> WHAT THE TASK ASKS:
Search the entries for the word "rough". Copy each line in which it is found.

======== INPUT RECORDS

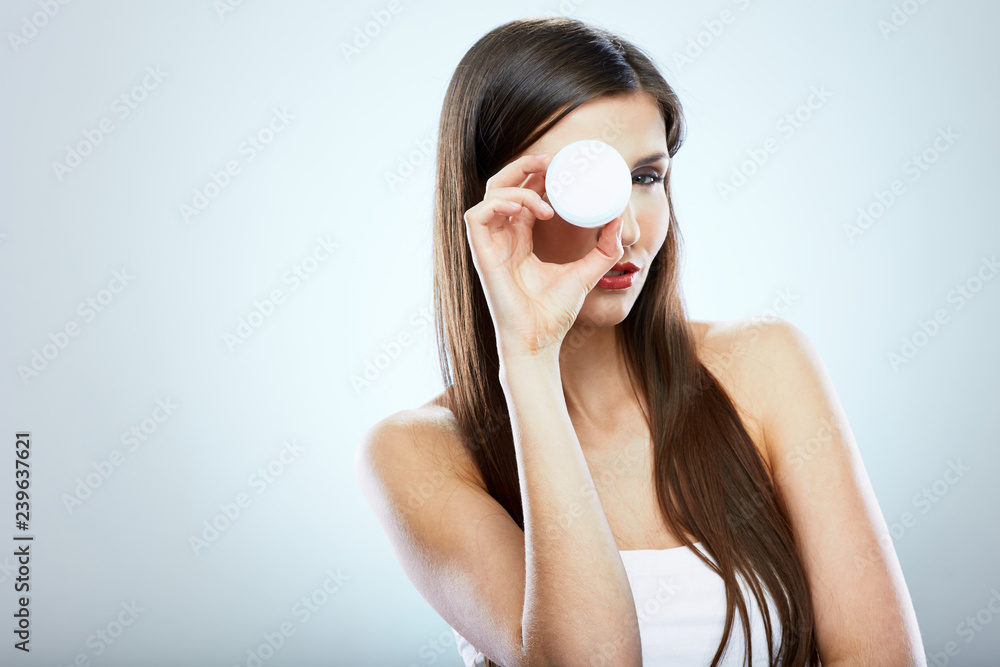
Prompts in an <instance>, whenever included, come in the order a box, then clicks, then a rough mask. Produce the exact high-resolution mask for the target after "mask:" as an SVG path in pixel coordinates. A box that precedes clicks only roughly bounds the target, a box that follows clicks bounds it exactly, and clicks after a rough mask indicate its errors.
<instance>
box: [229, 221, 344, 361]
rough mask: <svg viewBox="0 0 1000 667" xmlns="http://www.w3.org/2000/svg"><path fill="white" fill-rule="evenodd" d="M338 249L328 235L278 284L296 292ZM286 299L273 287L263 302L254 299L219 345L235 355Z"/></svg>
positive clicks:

================

> EXERCISE OUTPUT:
Prompts in an <instance>, whenever included, come in the order a box, then clicks, then a rough mask. Produce the exact high-resolution mask for the target after "mask:" as an SVG path in pixel coordinates. A box that precedes clicks only roughly bounds the target, a box that follows clicks bounds it exactly, and clicks after a rough mask indicate its errors.
rough mask: <svg viewBox="0 0 1000 667" xmlns="http://www.w3.org/2000/svg"><path fill="white" fill-rule="evenodd" d="M338 249L328 235L278 284L296 292ZM286 299L273 287L263 302L254 299L219 345L235 355Z"/></svg>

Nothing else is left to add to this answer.